PASSAGE »

=-=-=-=-=

We could consider a {\fg} as a black box, or component 
to use, and in this case it would have a set of failure modes.
Looking at the {\fg} in this way is seeing it as a {\dc}.

In terms of our UML model, the symptom abstraction process takes a {\fg}
and creates a new {\dc} from it.
%To do this it first creates
%a new set of failure modes, representing the fault behaviour
%of the functional group. This is a human process and to do this the analyst
%must consider all the failure modes of the components in the functional
%group.
The newly created {\dc} requires a set of failure modes of its own.
These failure modes are the failure mode behaviour of the {\fg} that it was derived from.
Because these new failure modes were derived from a {\fg} we can call 
these `derived~failure~modes'.
%It then creates a new derived~component object, and associates it to this new set of derived~failure~modes.
We thus have a `new' component, or system building block, but with a known and traceable
fault behaviour.

The UML representation shows a `functional group' having a one to one relationship with a derived~component.

=-=-=-=-=

GIVEN RECORDS »
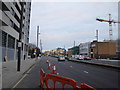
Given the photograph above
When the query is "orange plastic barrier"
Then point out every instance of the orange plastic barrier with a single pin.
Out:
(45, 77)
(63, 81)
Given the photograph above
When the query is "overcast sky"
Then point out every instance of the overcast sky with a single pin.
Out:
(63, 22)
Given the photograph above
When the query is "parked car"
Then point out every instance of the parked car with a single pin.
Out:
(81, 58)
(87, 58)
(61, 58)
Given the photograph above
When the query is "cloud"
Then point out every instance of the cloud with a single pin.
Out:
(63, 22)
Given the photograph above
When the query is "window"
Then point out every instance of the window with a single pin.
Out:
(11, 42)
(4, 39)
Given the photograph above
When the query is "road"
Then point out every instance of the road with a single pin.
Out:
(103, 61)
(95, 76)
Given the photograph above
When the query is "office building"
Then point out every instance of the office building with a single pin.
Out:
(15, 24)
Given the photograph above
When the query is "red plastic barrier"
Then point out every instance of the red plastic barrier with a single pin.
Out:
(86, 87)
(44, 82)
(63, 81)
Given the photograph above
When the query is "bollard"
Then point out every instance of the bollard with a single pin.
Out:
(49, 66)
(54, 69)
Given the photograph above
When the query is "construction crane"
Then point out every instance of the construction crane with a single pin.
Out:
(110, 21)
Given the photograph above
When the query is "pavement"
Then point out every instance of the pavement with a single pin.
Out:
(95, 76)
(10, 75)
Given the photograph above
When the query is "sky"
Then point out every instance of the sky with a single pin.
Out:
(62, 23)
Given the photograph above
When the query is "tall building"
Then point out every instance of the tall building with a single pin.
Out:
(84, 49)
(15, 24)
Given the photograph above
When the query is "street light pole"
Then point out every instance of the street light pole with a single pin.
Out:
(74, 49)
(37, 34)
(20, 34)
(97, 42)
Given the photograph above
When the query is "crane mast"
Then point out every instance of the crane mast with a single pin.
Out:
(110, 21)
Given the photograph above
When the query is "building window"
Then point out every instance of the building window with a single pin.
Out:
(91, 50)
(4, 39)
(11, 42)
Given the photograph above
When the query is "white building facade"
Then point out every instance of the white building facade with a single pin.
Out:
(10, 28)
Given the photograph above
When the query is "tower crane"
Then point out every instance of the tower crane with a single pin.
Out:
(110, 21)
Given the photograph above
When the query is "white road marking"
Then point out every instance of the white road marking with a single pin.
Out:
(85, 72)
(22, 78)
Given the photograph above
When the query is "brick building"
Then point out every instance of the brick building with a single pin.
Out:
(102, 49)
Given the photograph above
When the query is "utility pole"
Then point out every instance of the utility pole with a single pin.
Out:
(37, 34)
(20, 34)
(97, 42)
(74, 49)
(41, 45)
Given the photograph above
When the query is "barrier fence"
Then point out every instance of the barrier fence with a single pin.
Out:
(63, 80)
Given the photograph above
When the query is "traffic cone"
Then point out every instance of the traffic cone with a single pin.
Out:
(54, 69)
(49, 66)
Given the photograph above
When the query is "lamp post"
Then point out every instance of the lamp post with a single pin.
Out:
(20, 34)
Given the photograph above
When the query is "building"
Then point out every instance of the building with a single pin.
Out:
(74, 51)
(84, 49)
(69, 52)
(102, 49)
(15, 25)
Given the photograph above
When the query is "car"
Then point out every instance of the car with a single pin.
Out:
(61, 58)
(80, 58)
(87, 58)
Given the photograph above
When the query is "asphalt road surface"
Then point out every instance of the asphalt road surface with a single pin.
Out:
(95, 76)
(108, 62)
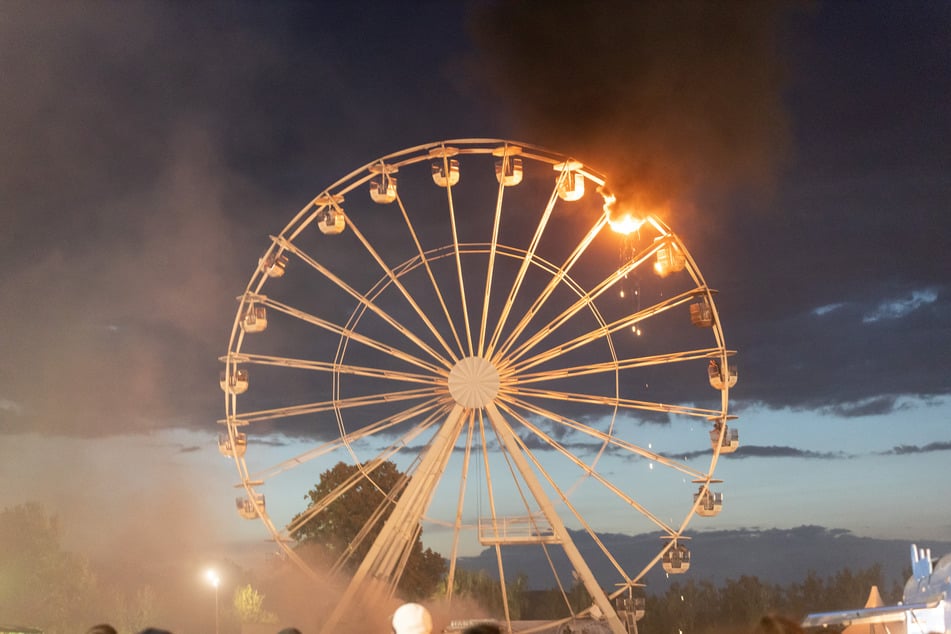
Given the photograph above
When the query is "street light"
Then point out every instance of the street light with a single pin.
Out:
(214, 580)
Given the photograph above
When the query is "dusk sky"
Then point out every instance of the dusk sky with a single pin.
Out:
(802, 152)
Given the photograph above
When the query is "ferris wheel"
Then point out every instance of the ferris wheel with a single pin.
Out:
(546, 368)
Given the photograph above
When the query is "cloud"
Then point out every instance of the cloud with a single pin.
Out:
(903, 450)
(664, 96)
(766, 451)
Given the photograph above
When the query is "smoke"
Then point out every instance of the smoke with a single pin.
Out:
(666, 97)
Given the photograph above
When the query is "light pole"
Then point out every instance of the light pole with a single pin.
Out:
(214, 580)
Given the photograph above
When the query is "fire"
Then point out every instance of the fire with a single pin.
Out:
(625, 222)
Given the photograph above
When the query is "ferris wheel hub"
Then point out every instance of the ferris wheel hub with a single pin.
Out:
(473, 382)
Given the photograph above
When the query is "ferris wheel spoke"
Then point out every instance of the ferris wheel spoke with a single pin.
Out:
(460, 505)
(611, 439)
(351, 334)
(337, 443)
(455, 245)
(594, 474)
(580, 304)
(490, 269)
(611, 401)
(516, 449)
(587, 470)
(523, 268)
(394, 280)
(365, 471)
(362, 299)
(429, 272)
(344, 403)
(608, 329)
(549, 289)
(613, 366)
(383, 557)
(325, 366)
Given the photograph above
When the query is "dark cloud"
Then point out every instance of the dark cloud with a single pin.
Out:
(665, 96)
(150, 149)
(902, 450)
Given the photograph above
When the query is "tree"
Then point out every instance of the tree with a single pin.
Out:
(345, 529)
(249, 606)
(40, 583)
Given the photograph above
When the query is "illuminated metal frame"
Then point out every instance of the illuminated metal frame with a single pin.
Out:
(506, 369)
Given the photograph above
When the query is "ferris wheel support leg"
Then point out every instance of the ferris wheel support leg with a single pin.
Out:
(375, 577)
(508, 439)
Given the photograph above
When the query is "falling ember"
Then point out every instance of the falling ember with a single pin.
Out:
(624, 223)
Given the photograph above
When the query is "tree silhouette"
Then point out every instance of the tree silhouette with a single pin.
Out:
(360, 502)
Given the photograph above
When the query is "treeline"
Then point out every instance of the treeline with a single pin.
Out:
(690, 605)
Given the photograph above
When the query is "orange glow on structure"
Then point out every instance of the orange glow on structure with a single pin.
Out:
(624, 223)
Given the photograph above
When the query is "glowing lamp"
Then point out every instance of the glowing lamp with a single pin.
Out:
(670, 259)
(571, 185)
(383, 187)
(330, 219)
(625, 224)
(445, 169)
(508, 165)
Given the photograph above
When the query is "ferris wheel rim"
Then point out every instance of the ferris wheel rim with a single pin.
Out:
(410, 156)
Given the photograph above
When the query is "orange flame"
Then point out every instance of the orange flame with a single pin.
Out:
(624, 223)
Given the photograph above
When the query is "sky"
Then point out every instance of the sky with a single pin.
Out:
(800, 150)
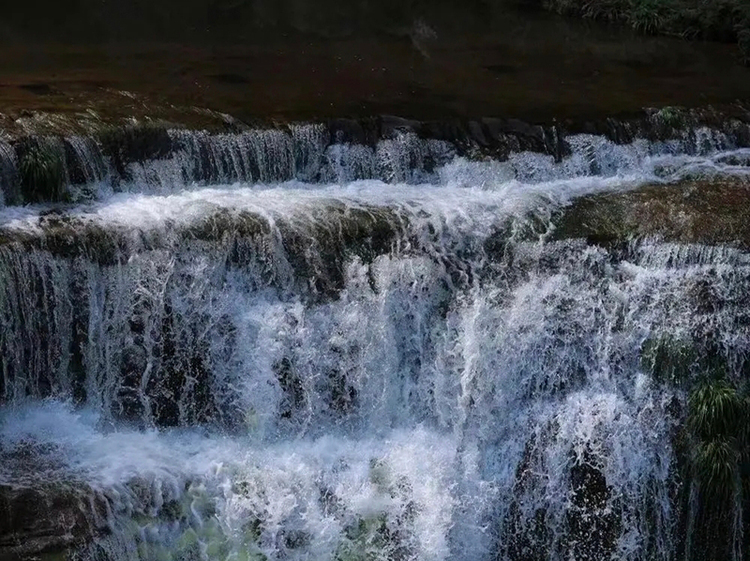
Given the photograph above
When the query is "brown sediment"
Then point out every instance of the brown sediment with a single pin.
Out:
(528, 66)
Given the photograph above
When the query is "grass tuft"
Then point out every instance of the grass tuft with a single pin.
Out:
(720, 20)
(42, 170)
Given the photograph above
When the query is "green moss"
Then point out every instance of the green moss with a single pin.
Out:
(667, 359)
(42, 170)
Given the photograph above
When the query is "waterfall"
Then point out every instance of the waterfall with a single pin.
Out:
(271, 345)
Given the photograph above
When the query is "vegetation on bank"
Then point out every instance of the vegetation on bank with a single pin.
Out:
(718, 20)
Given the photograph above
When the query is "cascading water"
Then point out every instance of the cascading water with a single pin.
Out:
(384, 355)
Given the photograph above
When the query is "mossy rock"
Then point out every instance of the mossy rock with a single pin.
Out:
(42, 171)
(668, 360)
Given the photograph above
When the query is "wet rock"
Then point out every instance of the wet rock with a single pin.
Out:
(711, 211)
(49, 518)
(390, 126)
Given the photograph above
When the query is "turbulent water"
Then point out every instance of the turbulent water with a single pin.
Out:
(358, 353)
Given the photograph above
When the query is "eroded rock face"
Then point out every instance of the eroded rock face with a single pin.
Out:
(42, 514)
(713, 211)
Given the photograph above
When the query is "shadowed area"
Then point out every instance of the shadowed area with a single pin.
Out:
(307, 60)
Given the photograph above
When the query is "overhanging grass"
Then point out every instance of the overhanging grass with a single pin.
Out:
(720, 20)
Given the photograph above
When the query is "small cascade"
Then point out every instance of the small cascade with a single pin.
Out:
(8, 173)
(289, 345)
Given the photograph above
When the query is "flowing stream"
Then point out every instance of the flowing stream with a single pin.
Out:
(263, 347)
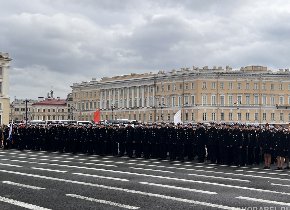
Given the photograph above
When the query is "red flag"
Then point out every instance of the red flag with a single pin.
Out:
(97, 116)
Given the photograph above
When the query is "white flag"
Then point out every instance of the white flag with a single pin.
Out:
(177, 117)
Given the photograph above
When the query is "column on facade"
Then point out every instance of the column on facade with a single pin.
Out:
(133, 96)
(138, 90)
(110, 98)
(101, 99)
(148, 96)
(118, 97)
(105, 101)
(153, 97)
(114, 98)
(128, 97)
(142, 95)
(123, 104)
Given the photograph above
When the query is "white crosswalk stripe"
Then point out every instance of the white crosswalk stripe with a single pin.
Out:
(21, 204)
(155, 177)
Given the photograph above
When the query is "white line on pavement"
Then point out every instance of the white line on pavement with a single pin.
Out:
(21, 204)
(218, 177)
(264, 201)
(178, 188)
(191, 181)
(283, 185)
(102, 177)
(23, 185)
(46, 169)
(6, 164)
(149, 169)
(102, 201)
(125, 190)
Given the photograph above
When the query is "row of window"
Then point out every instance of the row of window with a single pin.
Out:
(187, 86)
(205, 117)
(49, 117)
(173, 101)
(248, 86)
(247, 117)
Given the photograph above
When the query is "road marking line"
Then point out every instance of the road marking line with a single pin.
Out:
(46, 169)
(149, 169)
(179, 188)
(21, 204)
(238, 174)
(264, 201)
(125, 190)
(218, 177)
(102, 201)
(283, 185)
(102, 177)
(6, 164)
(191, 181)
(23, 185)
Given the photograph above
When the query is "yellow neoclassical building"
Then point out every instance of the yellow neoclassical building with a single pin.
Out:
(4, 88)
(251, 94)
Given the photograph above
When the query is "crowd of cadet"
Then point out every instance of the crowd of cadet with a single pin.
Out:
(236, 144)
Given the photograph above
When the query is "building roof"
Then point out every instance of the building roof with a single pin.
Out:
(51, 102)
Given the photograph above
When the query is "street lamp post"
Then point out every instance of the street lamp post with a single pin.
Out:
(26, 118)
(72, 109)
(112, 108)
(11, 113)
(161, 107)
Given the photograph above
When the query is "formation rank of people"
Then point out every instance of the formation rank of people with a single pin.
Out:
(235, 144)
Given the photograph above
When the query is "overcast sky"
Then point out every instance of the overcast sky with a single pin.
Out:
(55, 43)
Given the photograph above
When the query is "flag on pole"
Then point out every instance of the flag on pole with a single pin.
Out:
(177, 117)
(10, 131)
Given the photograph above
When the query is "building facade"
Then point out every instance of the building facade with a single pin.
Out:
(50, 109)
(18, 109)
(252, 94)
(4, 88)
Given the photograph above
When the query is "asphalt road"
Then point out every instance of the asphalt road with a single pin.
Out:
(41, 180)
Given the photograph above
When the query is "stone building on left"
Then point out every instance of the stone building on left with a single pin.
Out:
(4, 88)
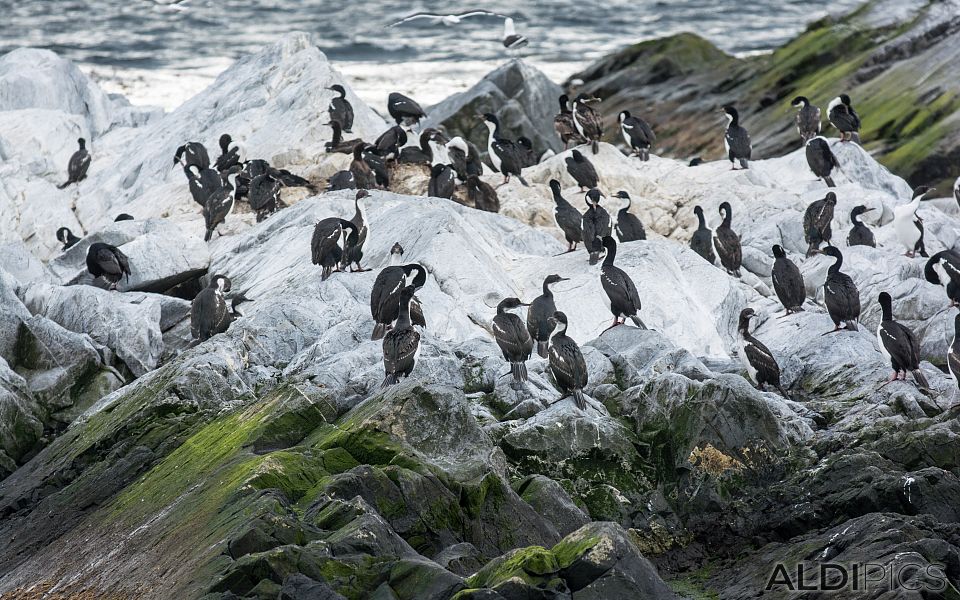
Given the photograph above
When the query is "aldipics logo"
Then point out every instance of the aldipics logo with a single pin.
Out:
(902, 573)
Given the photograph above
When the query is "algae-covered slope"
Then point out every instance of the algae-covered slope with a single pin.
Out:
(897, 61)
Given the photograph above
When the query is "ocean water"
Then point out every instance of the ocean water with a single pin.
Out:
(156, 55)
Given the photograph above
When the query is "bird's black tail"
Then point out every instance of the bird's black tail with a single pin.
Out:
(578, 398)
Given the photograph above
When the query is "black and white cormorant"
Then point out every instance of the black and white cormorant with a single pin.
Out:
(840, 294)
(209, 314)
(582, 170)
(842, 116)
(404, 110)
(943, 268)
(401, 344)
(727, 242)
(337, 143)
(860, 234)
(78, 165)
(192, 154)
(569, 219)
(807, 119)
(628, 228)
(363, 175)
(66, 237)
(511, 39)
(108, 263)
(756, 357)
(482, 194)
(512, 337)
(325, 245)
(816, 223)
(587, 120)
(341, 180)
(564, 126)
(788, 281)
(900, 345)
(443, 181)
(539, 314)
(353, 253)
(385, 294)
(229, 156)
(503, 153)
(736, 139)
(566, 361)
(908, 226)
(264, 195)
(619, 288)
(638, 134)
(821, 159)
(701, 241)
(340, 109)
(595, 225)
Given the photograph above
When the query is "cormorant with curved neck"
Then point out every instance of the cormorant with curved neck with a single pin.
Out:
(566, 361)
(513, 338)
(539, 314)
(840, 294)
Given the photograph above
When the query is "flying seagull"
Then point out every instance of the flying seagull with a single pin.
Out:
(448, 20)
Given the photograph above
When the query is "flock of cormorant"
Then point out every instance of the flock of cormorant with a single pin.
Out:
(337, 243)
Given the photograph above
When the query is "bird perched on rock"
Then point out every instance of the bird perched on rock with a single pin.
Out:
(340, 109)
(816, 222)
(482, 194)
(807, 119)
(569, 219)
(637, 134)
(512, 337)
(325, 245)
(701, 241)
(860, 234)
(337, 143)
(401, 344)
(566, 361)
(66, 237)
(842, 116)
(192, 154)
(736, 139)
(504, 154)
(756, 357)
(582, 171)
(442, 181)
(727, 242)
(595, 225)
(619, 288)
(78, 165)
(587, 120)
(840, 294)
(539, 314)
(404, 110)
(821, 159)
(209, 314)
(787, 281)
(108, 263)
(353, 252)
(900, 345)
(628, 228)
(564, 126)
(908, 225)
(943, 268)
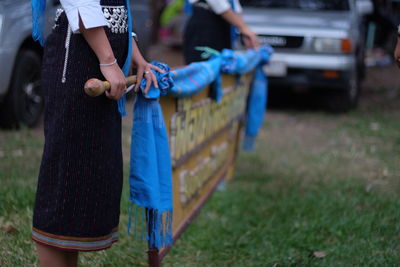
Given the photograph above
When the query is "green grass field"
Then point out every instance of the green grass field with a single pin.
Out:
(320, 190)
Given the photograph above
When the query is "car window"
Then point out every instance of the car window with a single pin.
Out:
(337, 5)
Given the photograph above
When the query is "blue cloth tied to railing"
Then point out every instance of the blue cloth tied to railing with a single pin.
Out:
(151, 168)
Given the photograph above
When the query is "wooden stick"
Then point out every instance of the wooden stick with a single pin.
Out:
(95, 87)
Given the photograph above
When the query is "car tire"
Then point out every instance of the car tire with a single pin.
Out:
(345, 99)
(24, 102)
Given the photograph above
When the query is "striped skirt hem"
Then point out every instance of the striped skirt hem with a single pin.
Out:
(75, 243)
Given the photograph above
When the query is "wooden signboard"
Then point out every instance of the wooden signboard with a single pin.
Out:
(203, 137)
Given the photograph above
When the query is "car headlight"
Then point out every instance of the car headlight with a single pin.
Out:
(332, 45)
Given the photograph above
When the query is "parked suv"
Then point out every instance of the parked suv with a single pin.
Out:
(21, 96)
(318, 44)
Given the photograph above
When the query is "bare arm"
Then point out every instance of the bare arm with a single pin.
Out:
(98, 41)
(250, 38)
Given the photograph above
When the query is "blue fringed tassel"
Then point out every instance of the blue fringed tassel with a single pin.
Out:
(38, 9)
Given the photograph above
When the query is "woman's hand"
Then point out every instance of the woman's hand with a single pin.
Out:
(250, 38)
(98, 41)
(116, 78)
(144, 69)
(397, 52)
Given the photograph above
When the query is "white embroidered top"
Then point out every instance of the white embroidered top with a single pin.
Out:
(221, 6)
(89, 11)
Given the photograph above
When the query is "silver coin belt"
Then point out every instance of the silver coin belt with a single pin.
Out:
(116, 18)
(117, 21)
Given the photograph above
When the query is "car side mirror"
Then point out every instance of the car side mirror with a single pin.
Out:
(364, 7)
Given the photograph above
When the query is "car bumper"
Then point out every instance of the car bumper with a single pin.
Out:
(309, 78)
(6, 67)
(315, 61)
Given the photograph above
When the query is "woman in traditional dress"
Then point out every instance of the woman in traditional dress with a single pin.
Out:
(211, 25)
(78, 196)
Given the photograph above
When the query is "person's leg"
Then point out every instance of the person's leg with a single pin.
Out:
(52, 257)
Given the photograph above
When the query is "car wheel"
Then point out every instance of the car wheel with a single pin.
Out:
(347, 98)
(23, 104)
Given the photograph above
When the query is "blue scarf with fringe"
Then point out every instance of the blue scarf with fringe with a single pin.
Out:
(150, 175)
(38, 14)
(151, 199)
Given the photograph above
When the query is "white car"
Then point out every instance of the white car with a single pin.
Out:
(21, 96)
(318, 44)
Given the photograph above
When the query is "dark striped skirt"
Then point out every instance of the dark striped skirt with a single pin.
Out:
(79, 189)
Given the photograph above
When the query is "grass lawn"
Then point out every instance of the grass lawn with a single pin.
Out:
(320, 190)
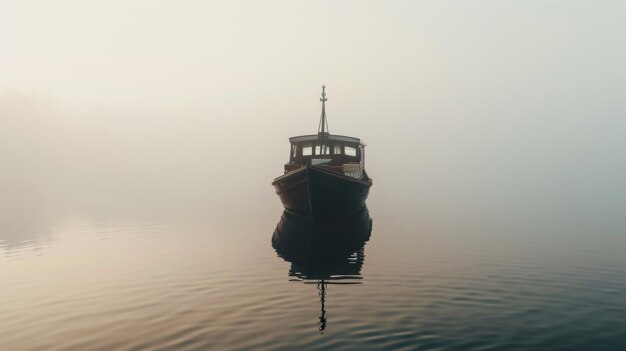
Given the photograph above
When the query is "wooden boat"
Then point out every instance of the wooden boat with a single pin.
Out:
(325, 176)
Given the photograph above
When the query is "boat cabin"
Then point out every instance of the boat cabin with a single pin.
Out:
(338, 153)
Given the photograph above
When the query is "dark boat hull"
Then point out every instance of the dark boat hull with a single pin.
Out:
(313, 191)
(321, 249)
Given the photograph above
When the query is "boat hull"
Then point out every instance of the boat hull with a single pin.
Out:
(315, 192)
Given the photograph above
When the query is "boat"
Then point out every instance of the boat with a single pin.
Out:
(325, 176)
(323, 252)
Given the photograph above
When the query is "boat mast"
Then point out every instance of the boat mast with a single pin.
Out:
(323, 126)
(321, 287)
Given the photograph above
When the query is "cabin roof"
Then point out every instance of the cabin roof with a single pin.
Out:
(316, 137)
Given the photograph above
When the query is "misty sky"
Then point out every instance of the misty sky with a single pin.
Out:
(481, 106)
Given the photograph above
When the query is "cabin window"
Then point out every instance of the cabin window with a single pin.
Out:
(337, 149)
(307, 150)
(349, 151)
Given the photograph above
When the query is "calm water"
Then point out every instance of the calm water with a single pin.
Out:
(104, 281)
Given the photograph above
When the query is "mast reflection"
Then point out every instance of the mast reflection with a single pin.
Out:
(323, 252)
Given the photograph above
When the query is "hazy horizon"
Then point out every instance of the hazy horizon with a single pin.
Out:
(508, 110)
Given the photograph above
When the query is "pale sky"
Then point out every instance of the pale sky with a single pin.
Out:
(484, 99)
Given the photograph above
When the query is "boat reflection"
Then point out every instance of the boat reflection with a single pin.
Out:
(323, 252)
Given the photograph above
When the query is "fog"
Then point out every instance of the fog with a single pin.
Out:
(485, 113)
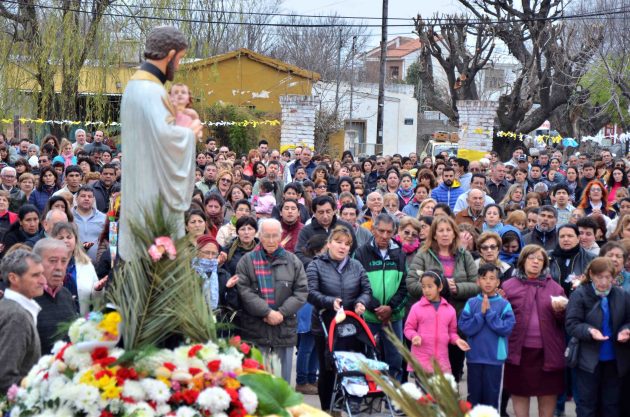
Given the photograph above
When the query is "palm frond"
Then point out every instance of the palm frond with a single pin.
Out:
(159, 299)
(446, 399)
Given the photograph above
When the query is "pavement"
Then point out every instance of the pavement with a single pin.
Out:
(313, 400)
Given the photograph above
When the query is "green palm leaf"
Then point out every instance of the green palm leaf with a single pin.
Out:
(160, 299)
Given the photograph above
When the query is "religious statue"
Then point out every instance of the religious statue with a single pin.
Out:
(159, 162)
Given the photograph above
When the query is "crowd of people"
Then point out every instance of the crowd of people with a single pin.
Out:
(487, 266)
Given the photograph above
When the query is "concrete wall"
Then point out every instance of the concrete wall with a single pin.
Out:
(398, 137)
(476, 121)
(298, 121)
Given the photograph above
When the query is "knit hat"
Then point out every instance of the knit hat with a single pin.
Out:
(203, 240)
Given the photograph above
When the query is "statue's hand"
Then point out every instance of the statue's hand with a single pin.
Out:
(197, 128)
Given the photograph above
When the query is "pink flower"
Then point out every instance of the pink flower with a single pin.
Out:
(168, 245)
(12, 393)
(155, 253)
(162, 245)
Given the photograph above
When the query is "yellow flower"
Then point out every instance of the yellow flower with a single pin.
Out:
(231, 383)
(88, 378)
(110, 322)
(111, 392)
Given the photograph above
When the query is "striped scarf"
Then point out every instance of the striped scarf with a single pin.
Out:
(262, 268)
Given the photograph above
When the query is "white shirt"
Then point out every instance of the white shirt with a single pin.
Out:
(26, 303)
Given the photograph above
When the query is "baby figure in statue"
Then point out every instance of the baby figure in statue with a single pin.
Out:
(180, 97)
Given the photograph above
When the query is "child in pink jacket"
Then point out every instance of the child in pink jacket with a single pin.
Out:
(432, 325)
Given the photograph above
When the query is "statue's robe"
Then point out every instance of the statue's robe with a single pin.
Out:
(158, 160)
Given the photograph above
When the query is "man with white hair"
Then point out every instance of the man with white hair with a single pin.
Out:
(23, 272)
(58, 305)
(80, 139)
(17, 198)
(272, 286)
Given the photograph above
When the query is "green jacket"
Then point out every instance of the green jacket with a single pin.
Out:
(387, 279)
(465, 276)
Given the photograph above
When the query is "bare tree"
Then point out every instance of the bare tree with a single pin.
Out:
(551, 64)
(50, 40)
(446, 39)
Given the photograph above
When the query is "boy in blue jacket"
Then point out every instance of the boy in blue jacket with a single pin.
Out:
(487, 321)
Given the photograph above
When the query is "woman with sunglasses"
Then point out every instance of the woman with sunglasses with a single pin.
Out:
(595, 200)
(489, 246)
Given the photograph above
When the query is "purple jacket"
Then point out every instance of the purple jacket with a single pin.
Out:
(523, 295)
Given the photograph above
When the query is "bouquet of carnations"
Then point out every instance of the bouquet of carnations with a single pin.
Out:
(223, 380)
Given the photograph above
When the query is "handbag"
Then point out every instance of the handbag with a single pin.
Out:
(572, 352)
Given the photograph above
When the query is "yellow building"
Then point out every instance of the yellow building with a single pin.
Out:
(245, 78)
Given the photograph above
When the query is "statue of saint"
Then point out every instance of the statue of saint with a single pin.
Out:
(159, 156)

=-=-=-=-=

PROBLEM SET »
**1)** Summarize the passage in two sentences.
**2)** Return everything in the passage from "We could consider" down to "of its own.", copied word for word.
The entries come from a separate source, unrelated to the passage.

ANSWER LIST »
**1)** A functional group can be treated as a black box component with its own failure modes, and in the UML model the symptom abstraction process turns it into a new derived component. That component's failure modes, called derived failure modes, are the failure behavior of the functional group it came from, so the result is a new building block with known and traceable fault behavior.

**2)**
We could consider a {\fg} as a black box, or component 
to use, and in this case it would have a set of failure modes.
Looking at the {\fg} in this way is seeing it as a {\dc}.

In terms of our UML model, the symptom abstraction process takes a {\fg}
and creates a new {\dc} from it.
%To do this it first creates
%a new set of failure modes, representing the fault behaviour
%of the functional group. This is a human process and to do this the analyst
%must consider all the failure modes of the components in the functional
%group.
The newly created {\dc} requires a set of failure modes of its own.